Excerpts from point annotation data:
[START]

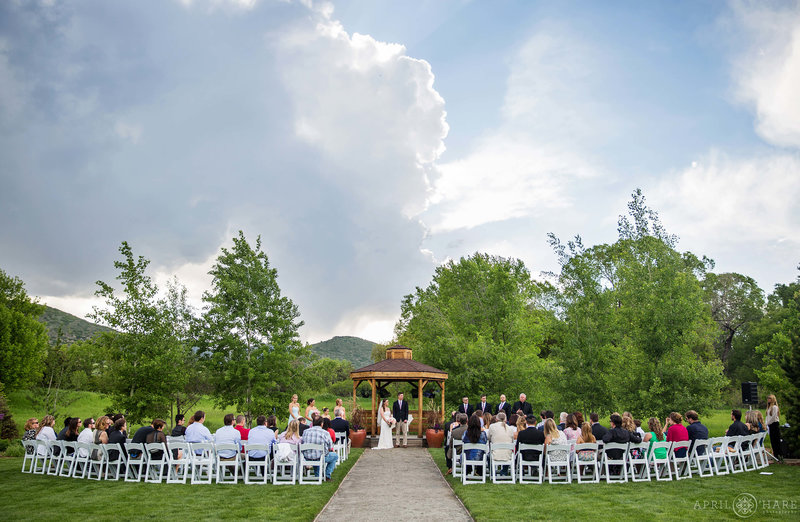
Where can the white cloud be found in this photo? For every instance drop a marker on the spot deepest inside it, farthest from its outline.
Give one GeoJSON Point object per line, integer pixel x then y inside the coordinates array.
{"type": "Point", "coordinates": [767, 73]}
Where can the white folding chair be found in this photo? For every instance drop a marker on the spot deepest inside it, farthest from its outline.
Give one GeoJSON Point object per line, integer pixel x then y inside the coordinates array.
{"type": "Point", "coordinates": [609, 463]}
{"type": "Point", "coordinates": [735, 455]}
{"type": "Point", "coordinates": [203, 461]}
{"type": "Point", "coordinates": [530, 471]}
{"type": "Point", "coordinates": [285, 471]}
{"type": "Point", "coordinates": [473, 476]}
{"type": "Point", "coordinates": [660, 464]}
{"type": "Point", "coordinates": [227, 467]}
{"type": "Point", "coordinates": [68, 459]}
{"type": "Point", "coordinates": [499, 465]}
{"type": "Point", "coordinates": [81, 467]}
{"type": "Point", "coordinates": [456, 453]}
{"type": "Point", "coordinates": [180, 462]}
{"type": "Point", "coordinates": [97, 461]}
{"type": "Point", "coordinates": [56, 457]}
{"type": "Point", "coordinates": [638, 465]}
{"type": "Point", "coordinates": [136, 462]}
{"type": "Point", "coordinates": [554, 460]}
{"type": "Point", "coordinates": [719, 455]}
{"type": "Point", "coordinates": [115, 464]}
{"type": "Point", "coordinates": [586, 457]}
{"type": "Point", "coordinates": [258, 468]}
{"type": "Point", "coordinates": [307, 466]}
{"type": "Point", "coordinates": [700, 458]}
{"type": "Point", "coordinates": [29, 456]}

[END]
[START]

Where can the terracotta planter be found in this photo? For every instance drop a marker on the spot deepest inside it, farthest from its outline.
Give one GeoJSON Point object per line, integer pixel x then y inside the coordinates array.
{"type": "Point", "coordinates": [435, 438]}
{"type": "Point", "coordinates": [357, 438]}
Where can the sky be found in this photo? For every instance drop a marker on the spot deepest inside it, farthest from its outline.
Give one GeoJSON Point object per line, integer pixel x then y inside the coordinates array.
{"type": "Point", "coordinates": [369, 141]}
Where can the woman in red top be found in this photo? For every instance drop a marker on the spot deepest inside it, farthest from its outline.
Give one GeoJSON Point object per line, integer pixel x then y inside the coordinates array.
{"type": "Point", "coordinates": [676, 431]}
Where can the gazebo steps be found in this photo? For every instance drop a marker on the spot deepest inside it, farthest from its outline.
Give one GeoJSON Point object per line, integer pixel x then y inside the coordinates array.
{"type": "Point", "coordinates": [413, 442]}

[END]
[START]

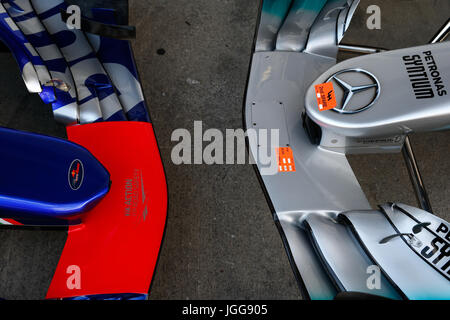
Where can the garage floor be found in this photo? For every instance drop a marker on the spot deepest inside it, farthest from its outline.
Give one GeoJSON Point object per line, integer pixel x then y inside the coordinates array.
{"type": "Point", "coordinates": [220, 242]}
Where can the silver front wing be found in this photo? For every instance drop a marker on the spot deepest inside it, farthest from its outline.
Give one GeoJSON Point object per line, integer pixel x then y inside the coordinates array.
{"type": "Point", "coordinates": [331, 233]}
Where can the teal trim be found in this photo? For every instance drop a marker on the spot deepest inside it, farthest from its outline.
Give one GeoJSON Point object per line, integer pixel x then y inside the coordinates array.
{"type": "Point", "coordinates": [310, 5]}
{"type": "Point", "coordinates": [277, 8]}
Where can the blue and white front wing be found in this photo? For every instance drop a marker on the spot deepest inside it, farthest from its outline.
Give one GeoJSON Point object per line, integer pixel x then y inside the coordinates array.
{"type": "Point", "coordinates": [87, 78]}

[END]

Task:
Find every line in the listing above that contains the word "front", and copy each of those lines.

Response to the task:
Where can the silver front wing be found in this photo? For every instance drop a marker on the spot deepest inside it, farthest from its outline.
Where can the blue and white front wing be found in this photo? For every instance drop a marker on the spot deepest inside it, farthest from its outline.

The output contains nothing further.